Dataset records
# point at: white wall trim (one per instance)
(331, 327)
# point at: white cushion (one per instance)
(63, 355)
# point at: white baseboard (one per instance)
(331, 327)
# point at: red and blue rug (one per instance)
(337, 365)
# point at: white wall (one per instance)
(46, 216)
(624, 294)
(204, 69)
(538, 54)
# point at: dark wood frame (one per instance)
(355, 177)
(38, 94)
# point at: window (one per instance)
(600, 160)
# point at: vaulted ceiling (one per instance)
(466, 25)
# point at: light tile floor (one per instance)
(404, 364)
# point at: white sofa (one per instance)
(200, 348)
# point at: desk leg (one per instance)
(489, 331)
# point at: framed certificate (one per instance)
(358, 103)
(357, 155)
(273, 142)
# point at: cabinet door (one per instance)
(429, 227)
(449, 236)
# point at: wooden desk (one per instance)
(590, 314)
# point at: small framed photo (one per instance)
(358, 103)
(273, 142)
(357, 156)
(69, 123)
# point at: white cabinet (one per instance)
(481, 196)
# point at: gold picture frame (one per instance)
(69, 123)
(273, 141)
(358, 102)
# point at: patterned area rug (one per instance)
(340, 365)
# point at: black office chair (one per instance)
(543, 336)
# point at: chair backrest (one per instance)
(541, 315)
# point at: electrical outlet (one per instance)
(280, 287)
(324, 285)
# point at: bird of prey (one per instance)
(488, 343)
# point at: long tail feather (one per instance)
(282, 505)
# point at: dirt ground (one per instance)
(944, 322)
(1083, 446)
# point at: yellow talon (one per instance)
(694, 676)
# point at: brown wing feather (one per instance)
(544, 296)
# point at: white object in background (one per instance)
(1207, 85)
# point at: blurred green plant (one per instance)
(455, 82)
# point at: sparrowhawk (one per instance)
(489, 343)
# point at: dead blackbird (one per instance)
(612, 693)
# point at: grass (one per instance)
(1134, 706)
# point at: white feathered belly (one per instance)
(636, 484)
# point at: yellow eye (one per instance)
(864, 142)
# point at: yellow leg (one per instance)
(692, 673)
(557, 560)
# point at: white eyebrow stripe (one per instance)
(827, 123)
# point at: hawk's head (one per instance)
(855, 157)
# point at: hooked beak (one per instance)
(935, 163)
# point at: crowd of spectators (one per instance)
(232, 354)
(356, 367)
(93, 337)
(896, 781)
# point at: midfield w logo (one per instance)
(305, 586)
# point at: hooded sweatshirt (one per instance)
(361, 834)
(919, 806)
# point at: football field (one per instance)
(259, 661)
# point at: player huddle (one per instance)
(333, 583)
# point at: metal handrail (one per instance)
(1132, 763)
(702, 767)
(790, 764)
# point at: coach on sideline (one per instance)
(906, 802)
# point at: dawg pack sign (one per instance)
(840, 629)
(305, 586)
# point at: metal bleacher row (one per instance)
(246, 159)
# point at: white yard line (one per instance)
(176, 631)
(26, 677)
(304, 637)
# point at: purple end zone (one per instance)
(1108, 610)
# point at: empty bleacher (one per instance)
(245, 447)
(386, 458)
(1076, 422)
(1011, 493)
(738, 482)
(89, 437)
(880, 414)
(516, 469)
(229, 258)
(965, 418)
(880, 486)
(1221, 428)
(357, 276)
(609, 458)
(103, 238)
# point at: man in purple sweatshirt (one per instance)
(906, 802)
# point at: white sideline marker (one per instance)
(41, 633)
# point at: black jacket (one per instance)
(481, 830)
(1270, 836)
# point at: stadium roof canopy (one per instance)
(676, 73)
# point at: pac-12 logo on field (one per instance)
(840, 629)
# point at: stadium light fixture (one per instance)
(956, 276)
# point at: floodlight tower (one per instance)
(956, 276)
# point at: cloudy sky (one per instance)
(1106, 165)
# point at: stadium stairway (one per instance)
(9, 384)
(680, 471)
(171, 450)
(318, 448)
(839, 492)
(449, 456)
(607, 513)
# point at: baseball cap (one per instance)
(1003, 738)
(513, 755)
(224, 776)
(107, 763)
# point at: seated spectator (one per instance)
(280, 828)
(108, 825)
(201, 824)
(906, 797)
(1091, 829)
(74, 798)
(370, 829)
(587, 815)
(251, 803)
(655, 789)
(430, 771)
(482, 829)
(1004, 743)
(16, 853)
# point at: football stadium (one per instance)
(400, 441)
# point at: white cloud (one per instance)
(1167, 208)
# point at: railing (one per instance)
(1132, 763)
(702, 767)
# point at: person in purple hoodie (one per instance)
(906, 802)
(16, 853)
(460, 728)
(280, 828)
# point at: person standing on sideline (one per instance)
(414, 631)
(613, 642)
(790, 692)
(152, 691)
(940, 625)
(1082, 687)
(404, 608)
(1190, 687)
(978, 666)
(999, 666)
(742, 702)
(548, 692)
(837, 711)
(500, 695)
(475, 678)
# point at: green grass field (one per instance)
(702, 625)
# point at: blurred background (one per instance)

TASK STATEMENT »
Could you reproduce all of the entries above exactly?

TASK ANSWER »
# point at: white wall trim (one per instance)
(331, 327)
# point at: white cushion (one per instance)
(63, 355)
# point at: white baseboard (one per instance)
(331, 327)
# point at: red and blue rug (one per instance)
(337, 365)
# point at: white wall (one per instance)
(46, 216)
(624, 294)
(204, 69)
(538, 54)
# point at: dark wood frame (one per instance)
(355, 177)
(38, 94)
# point at: window (one per instance)
(600, 160)
# point at: vaulted ceiling (one per instance)
(466, 25)
# point at: light tile floor (one per instance)
(404, 364)
# point at: white sofa (one per instance)
(200, 348)
# point at: desk leg (one per instance)
(489, 331)
# point at: framed certificate (one per instance)
(358, 103)
(357, 155)
(273, 142)
# point at: cabinet door (one per instance)
(429, 227)
(449, 236)
# point at: wooden desk (one per instance)
(590, 314)
# point at: small framed photo (one per instance)
(358, 103)
(273, 142)
(357, 156)
(69, 123)
# point at: white cabinet (one per instance)
(481, 196)
# point at: gold picture frame (one per instance)
(69, 123)
(273, 141)
(358, 102)
# point at: patterned area rug (one per instance)
(340, 365)
# point at: black office chair (one per instance)
(543, 336)
# point at: chair backrest (one per instance)
(541, 315)
# point at: electrical outlet (one per instance)
(280, 287)
(324, 285)
# point at: bird of prey (one per instance)
(488, 343)
# point at: long tail feather (one per instance)
(282, 505)
# point at: dirt ground (one per instance)
(944, 322)
(1083, 446)
# point at: yellow talon (one per instance)
(694, 676)
# point at: brown wing feather (one per instance)
(544, 296)
# point at: white object in background (one per instance)
(1207, 85)
# point at: blurred green plant (one per instance)
(455, 82)
# point at: sparrowhawk (one per instance)
(489, 343)
# point at: dead blackbird (one per instance)
(612, 693)
# point at: grass (one per instance)
(1134, 706)
# point at: white feathered belly (one per instance)
(636, 484)
# point at: yellow eye (one per instance)
(864, 142)
# point at: yellow leg (one per instance)
(692, 673)
(557, 560)
# point at: white eyebrow stripe (one per instance)
(827, 123)
# point at: hawk's head (one per instance)
(855, 157)
# point at: hooked beak (one per instance)
(935, 163)
# point at: crowd of spectators (one per instance)
(232, 354)
(356, 367)
(93, 337)
(896, 781)
# point at: midfield w logo (one per instance)
(305, 586)
# point at: hooded sweatshirt (one per instance)
(361, 834)
(919, 806)
# point at: football field (one per instance)
(259, 661)
# point at: player huddle (one per instance)
(333, 583)
# point at: metal handrail (one per instance)
(1132, 763)
(702, 767)
(790, 764)
# point at: coach on sideline (one per instance)
(906, 802)
# point at: dawg pack sign (one per instance)
(840, 629)
(305, 586)
# point at: metal bleacher row (one per instance)
(246, 159)
# point at: white yard line (one per instance)
(176, 631)
(26, 677)
(304, 637)
# point at: purple end zone (one per instance)
(1108, 610)
# point at: empty bleacher (one per instance)
(245, 447)
(386, 458)
(1076, 422)
(1011, 493)
(738, 482)
(89, 437)
(880, 414)
(516, 469)
(229, 258)
(965, 418)
(880, 486)
(1221, 428)
(357, 276)
(609, 458)
(103, 238)
# point at: man in purple sweatshirt (one per instance)
(906, 802)
# point at: white sideline marker (one per instance)
(41, 633)
# point at: black jacket (one per instance)
(481, 830)
(1270, 836)
# point at: stadium roof canopy (one per instance)
(676, 73)
# point at: pac-12 logo on field (one per instance)
(840, 629)
# point at: stadium light fixture (one per instance)
(956, 276)
# point at: floodlight tower (one per instance)
(956, 276)
# point at: cloudy sky (one per instance)
(1106, 165)
# point at: stadium stairway (one per instance)
(9, 384)
(680, 471)
(171, 450)
(318, 448)
(839, 492)
(449, 456)
(607, 513)
# point at: baseball cap (one per instance)
(1003, 738)
(513, 755)
(224, 776)
(107, 763)
# point at: seated spectator (one per instance)
(280, 828)
(108, 825)
(201, 824)
(906, 797)
(1091, 829)
(74, 798)
(370, 829)
(587, 815)
(251, 803)
(655, 789)
(430, 771)
(482, 829)
(1004, 743)
(16, 853)
# point at: football stadium (one per instance)
(400, 441)
# point at: white cloud (one per instance)
(1167, 208)
# point at: railing (one per instance)
(1132, 763)
(702, 767)
# point at: person in purple hoodie (one per instance)
(906, 802)
(16, 853)
(460, 728)
(280, 828)
# point at: person standing on sideline (one per instance)
(414, 631)
(613, 642)
(790, 692)
(152, 691)
(940, 625)
(1082, 687)
(404, 608)
(1190, 687)
(978, 666)
(999, 666)
(742, 702)
(548, 692)
(837, 711)
(500, 695)
(475, 678)
# point at: green grass field (one per instance)
(702, 625)
# point at: blurred background (one per instance)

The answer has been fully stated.